* [Task brief]:
Repeat exactly the lines that run from the start of the records below to the line with "like [(61, 301)]", including both of those lines but not the pictures.

* [Supplied material]:
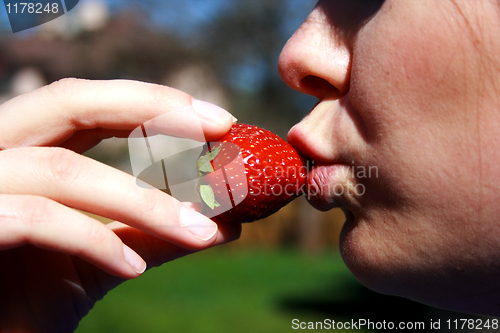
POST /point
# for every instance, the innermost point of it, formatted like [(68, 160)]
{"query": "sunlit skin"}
[(411, 88)]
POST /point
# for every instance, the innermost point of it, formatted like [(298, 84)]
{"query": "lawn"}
[(228, 291)]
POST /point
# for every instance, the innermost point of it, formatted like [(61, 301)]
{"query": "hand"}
[(55, 261)]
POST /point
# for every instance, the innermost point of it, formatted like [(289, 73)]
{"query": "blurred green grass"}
[(223, 291)]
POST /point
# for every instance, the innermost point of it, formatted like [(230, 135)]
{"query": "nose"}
[(316, 60), (318, 57)]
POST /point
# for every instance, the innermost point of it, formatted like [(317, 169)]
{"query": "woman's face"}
[(405, 138)]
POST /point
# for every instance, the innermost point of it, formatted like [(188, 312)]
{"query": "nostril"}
[(317, 86)]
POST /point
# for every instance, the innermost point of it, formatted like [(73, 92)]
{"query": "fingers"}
[(82, 183), (99, 109), (46, 224)]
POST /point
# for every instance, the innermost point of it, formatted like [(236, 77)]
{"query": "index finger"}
[(80, 108)]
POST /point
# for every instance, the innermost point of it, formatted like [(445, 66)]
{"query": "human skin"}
[(410, 88), (57, 262)]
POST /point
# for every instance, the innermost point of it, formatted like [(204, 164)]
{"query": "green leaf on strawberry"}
[(207, 194)]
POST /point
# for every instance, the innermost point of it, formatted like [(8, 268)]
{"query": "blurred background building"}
[(223, 52)]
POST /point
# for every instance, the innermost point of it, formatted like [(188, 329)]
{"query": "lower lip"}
[(325, 185)]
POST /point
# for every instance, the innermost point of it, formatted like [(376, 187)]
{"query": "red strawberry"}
[(249, 174)]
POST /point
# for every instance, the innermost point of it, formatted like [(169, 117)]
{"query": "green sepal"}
[(207, 195), (203, 162)]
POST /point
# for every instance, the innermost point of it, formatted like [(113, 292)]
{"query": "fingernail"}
[(197, 224), (210, 111), (134, 260)]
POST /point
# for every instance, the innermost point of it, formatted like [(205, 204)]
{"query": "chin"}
[(380, 263)]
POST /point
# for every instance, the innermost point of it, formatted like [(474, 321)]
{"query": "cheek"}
[(428, 216)]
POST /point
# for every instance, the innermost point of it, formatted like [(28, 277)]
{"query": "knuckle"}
[(96, 233), (63, 165), (147, 202)]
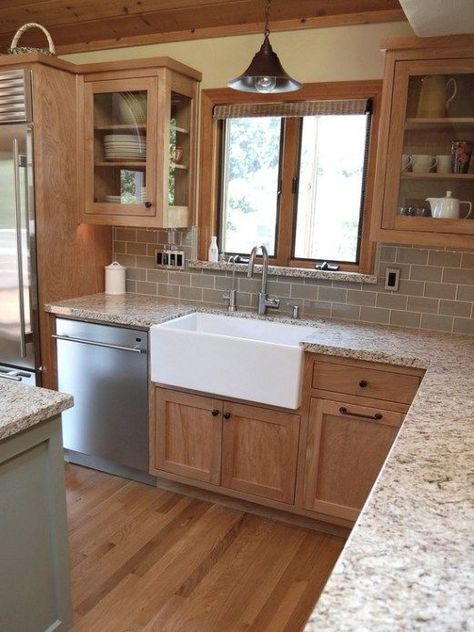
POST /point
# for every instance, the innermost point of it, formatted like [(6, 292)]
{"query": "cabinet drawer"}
[(365, 382)]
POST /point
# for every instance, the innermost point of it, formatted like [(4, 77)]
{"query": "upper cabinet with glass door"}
[(139, 144), (425, 171)]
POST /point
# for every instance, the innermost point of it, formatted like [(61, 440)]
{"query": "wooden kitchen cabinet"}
[(248, 449), (139, 153), (319, 461), (353, 412), (186, 435), (427, 105), (347, 445), (259, 451)]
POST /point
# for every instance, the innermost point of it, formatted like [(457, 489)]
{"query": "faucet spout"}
[(263, 300), (251, 262)]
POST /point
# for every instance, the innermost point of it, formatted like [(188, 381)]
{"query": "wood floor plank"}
[(145, 559), (88, 580), (295, 594)]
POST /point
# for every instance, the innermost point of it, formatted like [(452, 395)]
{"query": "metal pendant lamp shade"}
[(265, 73)]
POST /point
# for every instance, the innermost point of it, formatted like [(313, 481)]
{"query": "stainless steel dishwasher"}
[(105, 368)]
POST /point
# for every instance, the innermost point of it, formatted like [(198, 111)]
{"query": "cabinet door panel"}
[(120, 148), (260, 451), (187, 437), (344, 455)]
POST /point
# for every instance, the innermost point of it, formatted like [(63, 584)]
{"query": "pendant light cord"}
[(267, 18)]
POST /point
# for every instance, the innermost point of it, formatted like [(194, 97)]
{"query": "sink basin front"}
[(244, 358)]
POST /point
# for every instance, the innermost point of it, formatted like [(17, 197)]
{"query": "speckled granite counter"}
[(408, 562), (22, 407)]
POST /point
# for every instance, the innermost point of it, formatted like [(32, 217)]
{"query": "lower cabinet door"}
[(346, 447), (187, 435), (259, 451)]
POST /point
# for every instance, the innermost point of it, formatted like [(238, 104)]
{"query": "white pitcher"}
[(447, 207)]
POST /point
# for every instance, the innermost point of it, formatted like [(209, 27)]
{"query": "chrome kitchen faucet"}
[(263, 300)]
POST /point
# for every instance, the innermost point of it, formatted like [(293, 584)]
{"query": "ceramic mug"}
[(407, 162), (444, 163), (461, 151), (423, 163)]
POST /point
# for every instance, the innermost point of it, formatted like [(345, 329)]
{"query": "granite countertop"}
[(23, 406), (408, 562)]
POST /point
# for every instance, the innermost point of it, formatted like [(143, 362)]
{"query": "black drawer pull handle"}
[(377, 416)]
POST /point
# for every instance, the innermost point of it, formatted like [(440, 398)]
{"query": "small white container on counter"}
[(115, 278)]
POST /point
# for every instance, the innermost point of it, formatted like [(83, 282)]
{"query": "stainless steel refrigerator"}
[(19, 348)]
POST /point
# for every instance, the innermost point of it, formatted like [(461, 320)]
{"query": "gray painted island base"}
[(34, 555)]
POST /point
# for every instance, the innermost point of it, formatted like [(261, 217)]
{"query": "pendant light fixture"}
[(265, 73)]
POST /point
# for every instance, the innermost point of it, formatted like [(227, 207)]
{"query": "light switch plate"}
[(392, 279), (174, 259)]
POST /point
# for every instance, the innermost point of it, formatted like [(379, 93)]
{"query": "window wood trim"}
[(209, 161)]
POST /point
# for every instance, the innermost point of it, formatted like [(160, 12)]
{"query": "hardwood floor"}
[(148, 559)]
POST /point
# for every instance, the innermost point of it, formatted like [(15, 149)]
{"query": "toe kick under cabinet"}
[(319, 461), (139, 143)]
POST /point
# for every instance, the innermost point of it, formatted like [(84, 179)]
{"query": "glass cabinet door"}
[(430, 166), (180, 160), (121, 147)]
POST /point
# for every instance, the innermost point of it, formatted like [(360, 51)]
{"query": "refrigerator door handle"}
[(19, 247), (95, 343), (12, 375)]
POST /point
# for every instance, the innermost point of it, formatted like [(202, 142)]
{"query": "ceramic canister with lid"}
[(115, 278)]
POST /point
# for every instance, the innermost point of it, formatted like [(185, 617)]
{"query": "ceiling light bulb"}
[(265, 83)]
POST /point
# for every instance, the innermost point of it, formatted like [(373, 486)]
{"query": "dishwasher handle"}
[(98, 344)]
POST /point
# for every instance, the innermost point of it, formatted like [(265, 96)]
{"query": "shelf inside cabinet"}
[(437, 176), (180, 130), (120, 126), (423, 123), (121, 163)]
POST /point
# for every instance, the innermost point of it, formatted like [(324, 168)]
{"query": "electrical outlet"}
[(392, 279), (174, 259)]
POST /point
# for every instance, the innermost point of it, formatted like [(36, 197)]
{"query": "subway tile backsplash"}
[(436, 286)]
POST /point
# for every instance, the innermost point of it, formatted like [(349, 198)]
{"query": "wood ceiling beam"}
[(211, 18)]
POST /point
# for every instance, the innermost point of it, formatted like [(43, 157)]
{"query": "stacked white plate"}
[(113, 199), (124, 147)]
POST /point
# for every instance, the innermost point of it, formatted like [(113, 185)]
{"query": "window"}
[(295, 176), (250, 184)]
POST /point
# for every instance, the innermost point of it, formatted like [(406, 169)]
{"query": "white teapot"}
[(447, 207)]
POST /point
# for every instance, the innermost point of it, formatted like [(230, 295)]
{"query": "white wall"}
[(331, 54)]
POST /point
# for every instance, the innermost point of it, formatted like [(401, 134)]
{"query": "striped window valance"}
[(287, 110)]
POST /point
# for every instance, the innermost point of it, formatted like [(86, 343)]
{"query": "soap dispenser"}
[(213, 254)]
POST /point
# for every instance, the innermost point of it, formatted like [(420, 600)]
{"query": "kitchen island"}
[(408, 561), (34, 570)]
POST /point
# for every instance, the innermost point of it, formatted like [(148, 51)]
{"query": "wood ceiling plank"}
[(213, 19), (55, 12)]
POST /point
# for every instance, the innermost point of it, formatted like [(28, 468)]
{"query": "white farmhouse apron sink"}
[(243, 358)]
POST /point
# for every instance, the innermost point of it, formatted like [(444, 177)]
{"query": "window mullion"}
[(288, 171)]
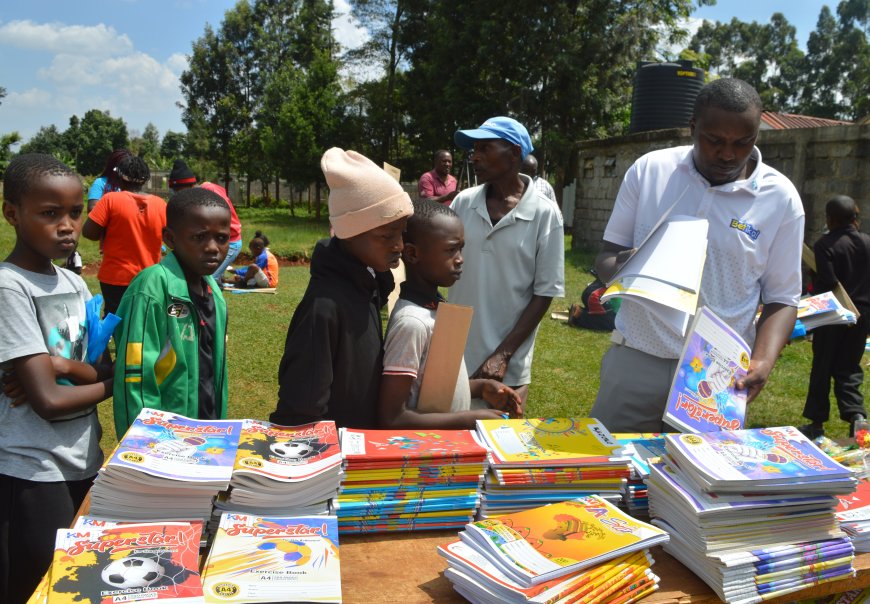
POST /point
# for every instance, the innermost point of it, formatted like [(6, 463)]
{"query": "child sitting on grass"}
[(170, 343), (50, 435), (333, 356), (263, 272), (433, 258)]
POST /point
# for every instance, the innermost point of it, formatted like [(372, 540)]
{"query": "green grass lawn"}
[(565, 370)]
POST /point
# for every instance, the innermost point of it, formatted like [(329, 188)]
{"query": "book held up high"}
[(664, 274)]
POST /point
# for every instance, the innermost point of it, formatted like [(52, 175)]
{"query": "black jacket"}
[(333, 356), (844, 255)]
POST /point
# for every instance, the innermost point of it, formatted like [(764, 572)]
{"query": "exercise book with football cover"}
[(127, 563)]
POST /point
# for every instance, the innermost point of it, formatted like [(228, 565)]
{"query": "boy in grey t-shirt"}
[(433, 258), (49, 433)]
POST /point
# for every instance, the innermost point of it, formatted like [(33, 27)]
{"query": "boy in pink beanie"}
[(333, 355)]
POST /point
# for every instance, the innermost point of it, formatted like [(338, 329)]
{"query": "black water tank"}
[(664, 94)]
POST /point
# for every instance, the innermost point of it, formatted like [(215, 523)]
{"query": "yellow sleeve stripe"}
[(134, 353)]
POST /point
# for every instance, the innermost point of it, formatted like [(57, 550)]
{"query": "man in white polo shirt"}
[(756, 223), (514, 254)]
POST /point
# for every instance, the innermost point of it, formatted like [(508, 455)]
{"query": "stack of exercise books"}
[(404, 480), (853, 512), (640, 448), (534, 462), (273, 559), (125, 562), (166, 467), (584, 550), (284, 470), (751, 512), (823, 309)]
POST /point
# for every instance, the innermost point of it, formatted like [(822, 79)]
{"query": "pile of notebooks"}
[(584, 550), (100, 561), (823, 309), (405, 480), (166, 467), (639, 448), (273, 559), (853, 512), (534, 462), (751, 512), (284, 470)]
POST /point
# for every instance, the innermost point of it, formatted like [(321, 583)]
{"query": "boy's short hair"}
[(26, 169), (425, 211), (730, 94), (182, 202), (841, 209)]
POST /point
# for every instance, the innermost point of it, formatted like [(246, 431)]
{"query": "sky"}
[(60, 58)]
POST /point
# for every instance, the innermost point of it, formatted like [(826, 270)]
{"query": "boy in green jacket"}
[(171, 353)]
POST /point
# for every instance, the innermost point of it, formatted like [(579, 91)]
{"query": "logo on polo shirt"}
[(746, 228)]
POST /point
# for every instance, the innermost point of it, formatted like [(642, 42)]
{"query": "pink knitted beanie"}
[(362, 196)]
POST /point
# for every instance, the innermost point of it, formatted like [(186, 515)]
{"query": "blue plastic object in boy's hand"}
[(799, 330), (99, 330)]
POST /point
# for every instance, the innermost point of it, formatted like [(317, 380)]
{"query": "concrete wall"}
[(819, 161)]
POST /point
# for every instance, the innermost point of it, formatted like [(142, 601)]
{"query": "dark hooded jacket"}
[(333, 356)]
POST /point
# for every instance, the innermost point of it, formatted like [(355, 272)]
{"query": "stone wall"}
[(819, 161)]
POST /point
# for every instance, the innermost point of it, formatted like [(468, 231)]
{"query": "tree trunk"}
[(317, 188), (391, 83)]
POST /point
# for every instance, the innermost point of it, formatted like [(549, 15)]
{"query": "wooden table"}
[(406, 568)]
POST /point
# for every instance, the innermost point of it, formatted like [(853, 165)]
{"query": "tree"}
[(765, 55), (91, 140), (389, 25), (212, 96), (173, 145), (564, 69), (47, 140), (7, 141), (302, 100), (150, 146)]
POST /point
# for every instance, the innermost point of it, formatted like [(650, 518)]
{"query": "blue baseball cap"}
[(496, 127)]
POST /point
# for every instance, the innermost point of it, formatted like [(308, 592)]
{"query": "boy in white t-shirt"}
[(50, 436), (433, 258)]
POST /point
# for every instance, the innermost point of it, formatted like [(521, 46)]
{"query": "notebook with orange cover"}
[(567, 441), (555, 540)]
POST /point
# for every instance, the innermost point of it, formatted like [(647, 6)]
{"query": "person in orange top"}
[(264, 270), (131, 226)]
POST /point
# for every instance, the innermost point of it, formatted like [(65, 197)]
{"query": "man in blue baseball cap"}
[(514, 254)]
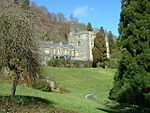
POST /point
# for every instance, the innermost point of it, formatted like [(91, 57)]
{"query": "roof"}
[(47, 44)]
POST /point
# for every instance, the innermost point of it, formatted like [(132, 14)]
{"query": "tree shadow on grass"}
[(124, 109), (25, 100)]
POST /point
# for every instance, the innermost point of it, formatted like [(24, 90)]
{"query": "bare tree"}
[(17, 40)]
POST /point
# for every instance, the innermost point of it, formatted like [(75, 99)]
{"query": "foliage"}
[(133, 76), (99, 50), (68, 63), (89, 27), (17, 37), (112, 43)]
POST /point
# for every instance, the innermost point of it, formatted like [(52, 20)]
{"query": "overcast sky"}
[(104, 13)]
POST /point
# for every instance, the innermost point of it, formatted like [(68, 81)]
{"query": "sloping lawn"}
[(78, 81)]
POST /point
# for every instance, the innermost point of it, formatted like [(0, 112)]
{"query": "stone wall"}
[(83, 41)]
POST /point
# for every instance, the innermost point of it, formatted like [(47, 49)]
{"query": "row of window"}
[(60, 52)]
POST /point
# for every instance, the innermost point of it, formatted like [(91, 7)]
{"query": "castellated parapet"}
[(79, 47), (83, 41)]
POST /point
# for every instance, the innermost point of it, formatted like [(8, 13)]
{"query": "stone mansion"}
[(79, 47)]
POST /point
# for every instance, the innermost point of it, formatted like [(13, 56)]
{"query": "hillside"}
[(79, 82)]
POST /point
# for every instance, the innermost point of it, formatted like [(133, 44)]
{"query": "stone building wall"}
[(83, 41), (79, 47)]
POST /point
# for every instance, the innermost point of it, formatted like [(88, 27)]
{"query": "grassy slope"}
[(78, 81)]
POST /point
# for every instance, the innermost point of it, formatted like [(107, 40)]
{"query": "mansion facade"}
[(79, 47)]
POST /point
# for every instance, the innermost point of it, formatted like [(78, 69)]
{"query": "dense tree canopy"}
[(18, 40), (99, 50), (132, 82)]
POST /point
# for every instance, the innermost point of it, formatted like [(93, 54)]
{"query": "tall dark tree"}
[(111, 40), (18, 41), (101, 30), (25, 4), (89, 27), (99, 50), (132, 82)]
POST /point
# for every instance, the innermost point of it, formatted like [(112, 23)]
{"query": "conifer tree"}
[(89, 27), (99, 50), (132, 81)]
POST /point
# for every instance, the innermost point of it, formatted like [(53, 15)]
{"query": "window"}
[(92, 42), (79, 43)]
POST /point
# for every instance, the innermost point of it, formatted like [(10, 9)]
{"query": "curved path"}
[(91, 97)]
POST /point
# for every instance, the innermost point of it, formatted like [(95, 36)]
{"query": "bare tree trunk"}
[(15, 83)]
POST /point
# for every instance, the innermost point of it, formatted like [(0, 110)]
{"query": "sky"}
[(99, 13)]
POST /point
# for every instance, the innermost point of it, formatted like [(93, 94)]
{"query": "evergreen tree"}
[(25, 4), (132, 81), (102, 30), (112, 44), (99, 50), (89, 27)]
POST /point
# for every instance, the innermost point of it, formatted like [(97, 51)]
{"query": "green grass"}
[(79, 81)]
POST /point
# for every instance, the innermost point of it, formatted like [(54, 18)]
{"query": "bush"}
[(41, 85), (69, 63)]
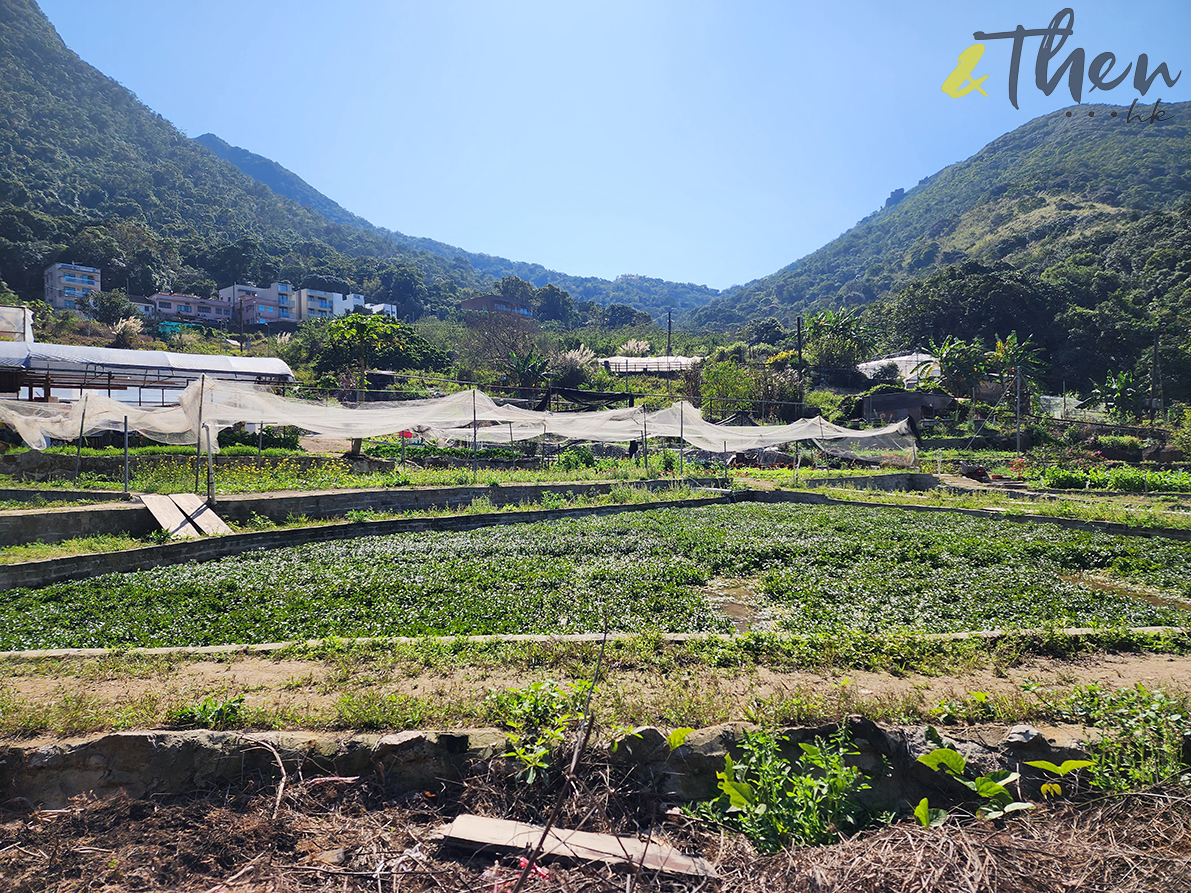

* [Answer space]:
POST /point
# for every instance, the innermost point of it, formatted like [(68, 160)]
{"query": "sunlit skin"}
[(411, 88)]
POST /point
# for every instance, the innermost point of it, formatted like [(298, 84)]
{"query": "lawn"}
[(228, 291)]
POST /point
# for every instance, the innermost point of it, formatted like [(61, 301)]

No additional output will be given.